(Supplied information)

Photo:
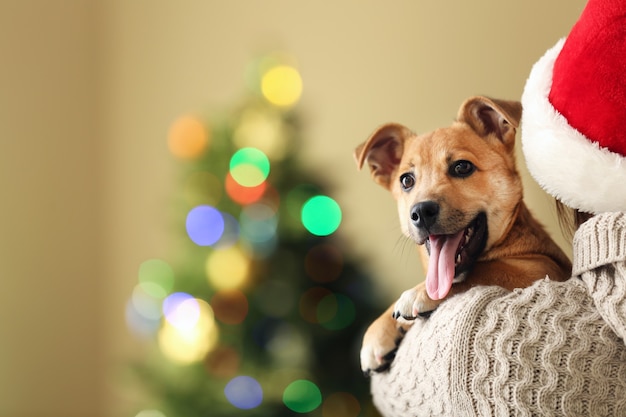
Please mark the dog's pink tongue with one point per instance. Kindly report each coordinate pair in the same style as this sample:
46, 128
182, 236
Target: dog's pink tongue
440, 272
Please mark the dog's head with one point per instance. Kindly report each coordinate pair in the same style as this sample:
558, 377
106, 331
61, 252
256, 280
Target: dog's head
456, 187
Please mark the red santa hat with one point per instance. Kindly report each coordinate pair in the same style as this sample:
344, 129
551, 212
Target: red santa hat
574, 119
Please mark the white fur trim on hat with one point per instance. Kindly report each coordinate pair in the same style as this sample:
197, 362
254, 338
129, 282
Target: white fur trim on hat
564, 162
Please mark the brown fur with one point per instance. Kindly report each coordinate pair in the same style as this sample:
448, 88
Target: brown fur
517, 252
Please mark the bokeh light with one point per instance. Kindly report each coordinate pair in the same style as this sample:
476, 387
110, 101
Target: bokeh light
150, 413
244, 392
321, 215
229, 306
181, 310
249, 167
262, 129
230, 236
223, 362
323, 263
282, 85
202, 188
335, 311
302, 396
185, 345
227, 268
309, 302
243, 195
205, 225
156, 277
188, 138
341, 404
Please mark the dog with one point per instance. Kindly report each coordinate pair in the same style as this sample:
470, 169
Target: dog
459, 196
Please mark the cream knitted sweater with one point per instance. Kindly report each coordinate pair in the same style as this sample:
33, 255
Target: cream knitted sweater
554, 349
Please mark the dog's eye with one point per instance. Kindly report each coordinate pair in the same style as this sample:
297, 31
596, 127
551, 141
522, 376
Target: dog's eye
407, 181
462, 169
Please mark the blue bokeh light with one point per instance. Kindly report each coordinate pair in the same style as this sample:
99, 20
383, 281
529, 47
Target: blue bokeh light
244, 392
205, 225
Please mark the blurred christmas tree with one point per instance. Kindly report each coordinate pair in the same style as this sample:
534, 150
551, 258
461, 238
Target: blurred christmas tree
262, 312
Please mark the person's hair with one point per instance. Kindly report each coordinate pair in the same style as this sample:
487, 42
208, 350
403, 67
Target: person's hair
570, 219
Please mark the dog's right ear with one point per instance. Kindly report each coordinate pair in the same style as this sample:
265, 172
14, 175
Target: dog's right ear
383, 152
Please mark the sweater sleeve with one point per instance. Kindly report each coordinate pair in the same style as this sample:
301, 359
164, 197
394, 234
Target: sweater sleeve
600, 260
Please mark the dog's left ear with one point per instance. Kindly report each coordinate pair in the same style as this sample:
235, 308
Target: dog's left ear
383, 152
490, 116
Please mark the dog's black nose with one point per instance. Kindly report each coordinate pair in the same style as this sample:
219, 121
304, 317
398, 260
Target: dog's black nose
424, 214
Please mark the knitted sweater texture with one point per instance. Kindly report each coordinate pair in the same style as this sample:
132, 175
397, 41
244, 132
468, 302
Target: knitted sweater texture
553, 349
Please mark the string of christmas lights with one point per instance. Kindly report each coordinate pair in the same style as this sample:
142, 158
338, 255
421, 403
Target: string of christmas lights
263, 293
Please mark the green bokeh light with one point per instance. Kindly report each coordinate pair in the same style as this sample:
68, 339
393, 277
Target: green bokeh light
321, 215
302, 396
249, 167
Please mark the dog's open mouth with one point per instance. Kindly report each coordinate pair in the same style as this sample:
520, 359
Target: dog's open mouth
452, 255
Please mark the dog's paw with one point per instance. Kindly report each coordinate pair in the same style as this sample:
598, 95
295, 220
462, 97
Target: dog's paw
380, 343
414, 303
377, 358
377, 355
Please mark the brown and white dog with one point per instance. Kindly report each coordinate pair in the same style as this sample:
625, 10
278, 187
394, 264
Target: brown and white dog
459, 194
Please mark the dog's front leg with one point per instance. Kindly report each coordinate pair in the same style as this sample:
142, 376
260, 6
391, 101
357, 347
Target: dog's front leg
381, 341
414, 302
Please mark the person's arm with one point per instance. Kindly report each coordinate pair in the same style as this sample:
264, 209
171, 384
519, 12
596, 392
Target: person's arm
600, 260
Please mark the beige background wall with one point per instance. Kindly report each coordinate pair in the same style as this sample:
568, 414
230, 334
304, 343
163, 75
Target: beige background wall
88, 90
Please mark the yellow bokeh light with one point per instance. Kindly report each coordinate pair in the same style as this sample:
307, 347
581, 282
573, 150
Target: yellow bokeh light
190, 344
188, 138
282, 86
227, 268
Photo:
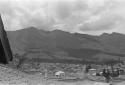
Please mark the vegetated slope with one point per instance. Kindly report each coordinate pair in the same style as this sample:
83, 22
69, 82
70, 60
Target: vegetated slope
58, 44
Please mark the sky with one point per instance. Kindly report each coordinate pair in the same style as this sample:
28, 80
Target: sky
83, 16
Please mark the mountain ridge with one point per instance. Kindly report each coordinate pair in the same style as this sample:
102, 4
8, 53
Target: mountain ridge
60, 44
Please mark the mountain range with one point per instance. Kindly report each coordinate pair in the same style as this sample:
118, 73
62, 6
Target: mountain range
57, 45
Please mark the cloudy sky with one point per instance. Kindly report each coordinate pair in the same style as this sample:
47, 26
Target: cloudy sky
83, 16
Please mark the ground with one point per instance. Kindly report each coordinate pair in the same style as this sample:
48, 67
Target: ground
9, 76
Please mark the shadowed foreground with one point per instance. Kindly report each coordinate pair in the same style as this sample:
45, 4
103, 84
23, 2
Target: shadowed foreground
9, 76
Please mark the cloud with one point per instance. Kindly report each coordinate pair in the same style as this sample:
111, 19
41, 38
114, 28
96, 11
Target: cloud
68, 15
103, 23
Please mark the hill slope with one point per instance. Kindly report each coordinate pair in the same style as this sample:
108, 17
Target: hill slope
58, 44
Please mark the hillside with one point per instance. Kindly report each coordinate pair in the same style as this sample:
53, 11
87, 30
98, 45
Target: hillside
57, 44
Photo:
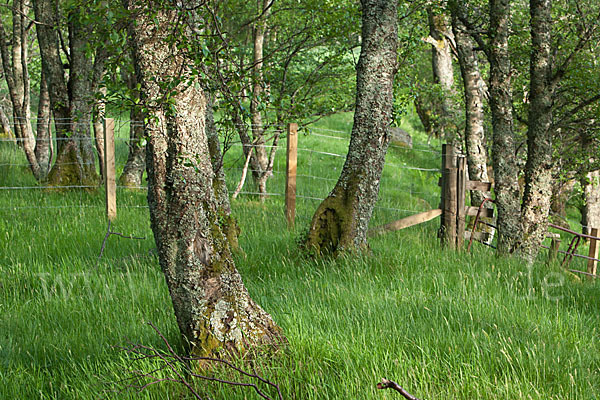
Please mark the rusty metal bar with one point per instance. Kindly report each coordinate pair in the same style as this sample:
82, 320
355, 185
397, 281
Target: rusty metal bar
477, 221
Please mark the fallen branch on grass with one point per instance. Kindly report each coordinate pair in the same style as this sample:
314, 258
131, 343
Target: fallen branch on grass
179, 369
387, 384
405, 222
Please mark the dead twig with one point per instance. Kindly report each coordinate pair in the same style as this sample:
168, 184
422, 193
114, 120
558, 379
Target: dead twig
387, 384
179, 369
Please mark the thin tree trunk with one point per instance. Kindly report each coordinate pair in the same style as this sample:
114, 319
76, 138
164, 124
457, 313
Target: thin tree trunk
475, 144
506, 186
135, 166
261, 175
7, 132
591, 204
476, 148
43, 146
440, 38
71, 103
16, 72
52, 64
342, 219
538, 170
229, 225
213, 308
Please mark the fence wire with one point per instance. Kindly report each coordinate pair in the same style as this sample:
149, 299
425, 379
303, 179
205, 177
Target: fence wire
408, 184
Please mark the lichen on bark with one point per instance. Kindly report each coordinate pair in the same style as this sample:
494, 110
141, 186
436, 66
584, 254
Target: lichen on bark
341, 221
214, 311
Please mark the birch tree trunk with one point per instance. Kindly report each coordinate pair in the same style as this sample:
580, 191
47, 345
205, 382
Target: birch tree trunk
506, 185
591, 207
229, 225
16, 72
342, 219
44, 148
71, 101
261, 175
213, 308
135, 166
440, 38
6, 132
538, 170
475, 144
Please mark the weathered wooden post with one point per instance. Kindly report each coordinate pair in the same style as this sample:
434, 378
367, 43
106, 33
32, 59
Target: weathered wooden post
554, 246
449, 196
290, 175
593, 264
461, 190
109, 168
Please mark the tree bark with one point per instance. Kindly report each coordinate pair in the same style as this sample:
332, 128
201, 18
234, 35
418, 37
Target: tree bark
99, 113
228, 223
475, 144
341, 220
133, 171
15, 63
260, 152
71, 102
591, 205
506, 185
440, 38
6, 132
538, 170
43, 146
213, 308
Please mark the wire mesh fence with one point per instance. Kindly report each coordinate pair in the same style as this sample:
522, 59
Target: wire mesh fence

(End Supplied information)

Your answer should consist of all lines above that include the string "mesh".

- _Exercise result_
Please mark the wire mesh fence with one point per instance. Kindly report each coordinate pair in the same style as this sample:
Target: wire mesh fence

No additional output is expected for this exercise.